# [Text under study]
<<<<
The high school with the largest bilingual program for Bosnians ended it two
years ago because the Bosnian student population had declined. The Bosnian and
Herzegovinian American Community Center closed last year because of financial
problems.
Many of those who are doing well, in college or starting careers, have moved to
more affluent areas, and their ties to those who are struggling have become more
tenuous.
“When we first came, Bosnia Herzegovina was in the spotlight, but those days are
over and nothing is free anymore,” said Mr. Mahic, who now owns a condominium in
a gentrifying neighborhood on the west side. “The people who have become
successful have to show other people how to get there.”
The support group Mr. Mahic helped start has met several times since the Utah
shootings to pull their community forward. Elmina Kulasic, 21, a student at
Loyola University, who was held in a concentration camp during the war, said of
Utah’s Bosnian refugees, “I felt that maybe if they had had a better organized
community there in that place, maybe they would have seen that boy’s symptoms,
and that we should be doing that work here.”
Ms. Kulasic has started an after-school program for girls to keep them connected
to Bosnian culture.
At a recent meeting at a north side library, Ms. Kulasic, Mr. Mahic and a
half-dozen college students and young professionals wrestled with what else to
do. Perhaps Bosnian clubs could be started to promote academic excellence in
high school. Or workshops could be created for parents on how to spot problem
behavior in their teenagers. Maybe start out with social activities and then
work in serious issues down the line.
The same concerns were echoed that evening at a mosque in the suburb of
Northbrook — the only local mosque with a Bosnian imam — where some worried
aloud about what they called a lost generation of Bosnian youth.
“We have many sheep who have left the flock,” said Hajdar Sabovic, 38, a real
estate agent. “It’s not like we can offer bingo or a Super Bowl party with beer
at the mosque to get them to come.”
Nor, he said, do many religious Bosnians venture outside the mosque to places
like Piccolo Caffe, a restaurant and nightclub popular with young Bosnians who
embrace a largely secular Muslim identity.
>>>>
# [Extracted records]
<<<<
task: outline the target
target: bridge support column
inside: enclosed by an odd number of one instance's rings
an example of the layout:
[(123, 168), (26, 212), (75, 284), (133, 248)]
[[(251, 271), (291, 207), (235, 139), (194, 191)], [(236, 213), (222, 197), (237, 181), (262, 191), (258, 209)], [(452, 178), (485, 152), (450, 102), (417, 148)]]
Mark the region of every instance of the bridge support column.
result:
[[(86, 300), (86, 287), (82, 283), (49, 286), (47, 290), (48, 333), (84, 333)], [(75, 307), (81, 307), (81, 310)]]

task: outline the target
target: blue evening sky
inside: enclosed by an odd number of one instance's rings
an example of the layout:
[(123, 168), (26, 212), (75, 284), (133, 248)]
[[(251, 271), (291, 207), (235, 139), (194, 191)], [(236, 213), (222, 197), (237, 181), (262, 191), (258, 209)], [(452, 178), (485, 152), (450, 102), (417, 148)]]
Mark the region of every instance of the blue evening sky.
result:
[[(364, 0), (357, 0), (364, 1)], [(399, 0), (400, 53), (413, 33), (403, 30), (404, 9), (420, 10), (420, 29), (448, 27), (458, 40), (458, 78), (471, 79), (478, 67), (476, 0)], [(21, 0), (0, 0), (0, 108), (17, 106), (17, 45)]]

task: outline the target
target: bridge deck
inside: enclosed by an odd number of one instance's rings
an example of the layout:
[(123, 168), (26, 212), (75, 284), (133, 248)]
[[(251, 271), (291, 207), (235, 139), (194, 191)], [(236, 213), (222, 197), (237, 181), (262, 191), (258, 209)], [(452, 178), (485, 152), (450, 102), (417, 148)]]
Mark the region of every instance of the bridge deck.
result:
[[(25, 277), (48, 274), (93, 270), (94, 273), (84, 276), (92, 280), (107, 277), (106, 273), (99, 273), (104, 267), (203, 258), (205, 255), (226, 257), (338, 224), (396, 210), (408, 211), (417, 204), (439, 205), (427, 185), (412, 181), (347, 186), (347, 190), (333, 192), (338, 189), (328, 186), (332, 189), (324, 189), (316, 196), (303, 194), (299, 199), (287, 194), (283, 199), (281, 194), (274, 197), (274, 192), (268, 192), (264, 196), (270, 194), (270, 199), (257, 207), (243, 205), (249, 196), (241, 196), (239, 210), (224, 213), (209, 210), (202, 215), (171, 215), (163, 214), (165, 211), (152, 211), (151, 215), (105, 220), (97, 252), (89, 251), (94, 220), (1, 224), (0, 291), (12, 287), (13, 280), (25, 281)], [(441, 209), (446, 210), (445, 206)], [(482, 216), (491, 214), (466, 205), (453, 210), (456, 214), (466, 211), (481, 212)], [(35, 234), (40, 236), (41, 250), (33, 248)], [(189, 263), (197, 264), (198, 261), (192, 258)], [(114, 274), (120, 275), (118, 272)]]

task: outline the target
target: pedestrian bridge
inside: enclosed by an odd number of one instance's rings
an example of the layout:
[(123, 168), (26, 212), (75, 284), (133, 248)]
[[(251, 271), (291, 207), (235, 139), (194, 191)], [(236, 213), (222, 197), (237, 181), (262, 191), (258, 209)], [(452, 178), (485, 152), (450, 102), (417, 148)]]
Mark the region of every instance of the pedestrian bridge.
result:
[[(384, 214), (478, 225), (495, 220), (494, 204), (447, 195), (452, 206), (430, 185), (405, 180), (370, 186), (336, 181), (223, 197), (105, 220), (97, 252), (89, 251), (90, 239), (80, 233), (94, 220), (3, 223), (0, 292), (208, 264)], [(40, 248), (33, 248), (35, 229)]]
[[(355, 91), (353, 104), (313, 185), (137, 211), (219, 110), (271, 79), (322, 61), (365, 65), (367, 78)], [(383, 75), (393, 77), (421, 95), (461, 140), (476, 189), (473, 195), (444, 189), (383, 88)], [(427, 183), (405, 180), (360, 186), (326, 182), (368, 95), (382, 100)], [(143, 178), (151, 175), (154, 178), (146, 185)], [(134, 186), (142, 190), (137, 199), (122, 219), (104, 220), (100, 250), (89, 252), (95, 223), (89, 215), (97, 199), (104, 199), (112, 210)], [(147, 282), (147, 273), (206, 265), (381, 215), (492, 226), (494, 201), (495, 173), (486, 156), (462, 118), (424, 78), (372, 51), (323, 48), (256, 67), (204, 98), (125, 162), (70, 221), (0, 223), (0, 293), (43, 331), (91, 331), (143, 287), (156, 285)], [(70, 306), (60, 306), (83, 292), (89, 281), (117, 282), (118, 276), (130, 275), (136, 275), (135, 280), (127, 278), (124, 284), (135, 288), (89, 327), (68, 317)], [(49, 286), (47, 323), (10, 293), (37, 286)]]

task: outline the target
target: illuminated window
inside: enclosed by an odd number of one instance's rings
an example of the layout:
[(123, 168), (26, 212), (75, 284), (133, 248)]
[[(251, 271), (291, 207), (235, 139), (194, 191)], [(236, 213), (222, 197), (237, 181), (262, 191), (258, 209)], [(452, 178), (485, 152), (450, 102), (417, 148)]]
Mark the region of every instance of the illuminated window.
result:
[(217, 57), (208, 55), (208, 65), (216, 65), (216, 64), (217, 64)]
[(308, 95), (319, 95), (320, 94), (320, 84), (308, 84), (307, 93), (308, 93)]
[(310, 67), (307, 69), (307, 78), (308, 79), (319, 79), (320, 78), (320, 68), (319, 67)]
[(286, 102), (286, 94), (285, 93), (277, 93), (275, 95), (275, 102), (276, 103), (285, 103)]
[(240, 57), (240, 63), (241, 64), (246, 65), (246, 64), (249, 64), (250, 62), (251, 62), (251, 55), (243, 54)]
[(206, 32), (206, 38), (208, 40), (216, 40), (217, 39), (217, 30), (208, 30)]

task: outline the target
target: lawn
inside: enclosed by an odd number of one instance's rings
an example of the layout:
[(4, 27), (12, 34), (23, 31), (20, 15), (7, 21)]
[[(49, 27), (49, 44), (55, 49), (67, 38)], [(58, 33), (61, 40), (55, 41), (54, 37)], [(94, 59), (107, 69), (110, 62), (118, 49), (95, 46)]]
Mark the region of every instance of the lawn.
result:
>>>>
# [What to do]
1 > Name every person identified by name in the article on the Bosnian community.
2 > Recast the paragraph of the article on the Bosnian community that begins "At a recent meeting at a north side library" as a short bulleted list.
3 > Write the next part of the article on the Bosnian community, picking up after its last sentence.

# [Answers to the problems]
1 > Mr. Mahic, Elmina Kulasic, Hajdar Sabovic

2 >
- Meeting at a north side library: Ms. Kulasic, Mr. Mahic, and about six college students and young professionals discussed further steps.
- Idea: Bosnian clubs to promote academic excellence in high school.
- Idea: workshops for parents on spotting problem behavior in teenagers.
- Idea: begin with social activities, then move to serious issues later.

3 >
A new Muslim cultural center is being built on the north side of Chicago to draw
Bosnians who do not attend the suburban mosque. But Imam Senad Agic is not sure
it will reach those most in need. “I think we have not done enough to reach out
to people,” he said. “I will certainly go there. But I just do not know. Our way
is to appeal to the souls of the people who come to us.”
Within the more secular group, too, there are conflicts. When Mr. Mahic
suggested at the library meeting that their group also welcome Bosnian Serbs and
Croats, the mood quickly shifted.
“Maybe you didn’t see people in your family die in the war,” responded one
woman, nearly in tears. “I am sorry, but many Bosnian Muslims will not come if
that is the way it is going to be.”
Amela Guso, 21, a college student born in Srebrenica, site of a 1995 massacre of
Bosnian Muslims, sat silent but tense during the exchange. “My father’s
brothers, cousins, so many family members were killed in the genocide,” she said
later. “How can you expect people to just say, ‘O.K., let’s have dinner and hang
out with these people?’ ”
Still, she said, she supports the basic goals of the group.
Adis is struggling to straighten his life out, he said. He says he wants to
return to school for his high school diploma, though he has yet to take
meaningful steps to do so. He said his priority was to get back his driver’s
license, revoked after several drunken-driving and drug charges. Had there been
such a support group when he was in school, he said, he may have listened to
them. Maybe he could still use some advice, he added.
“It’s always better to have the same-age people,” he said. “They’re living it.
You can hear from them and learn. If you’re going to run the wrong path you just
find there is nothing there. You’re just going to hit the wall.”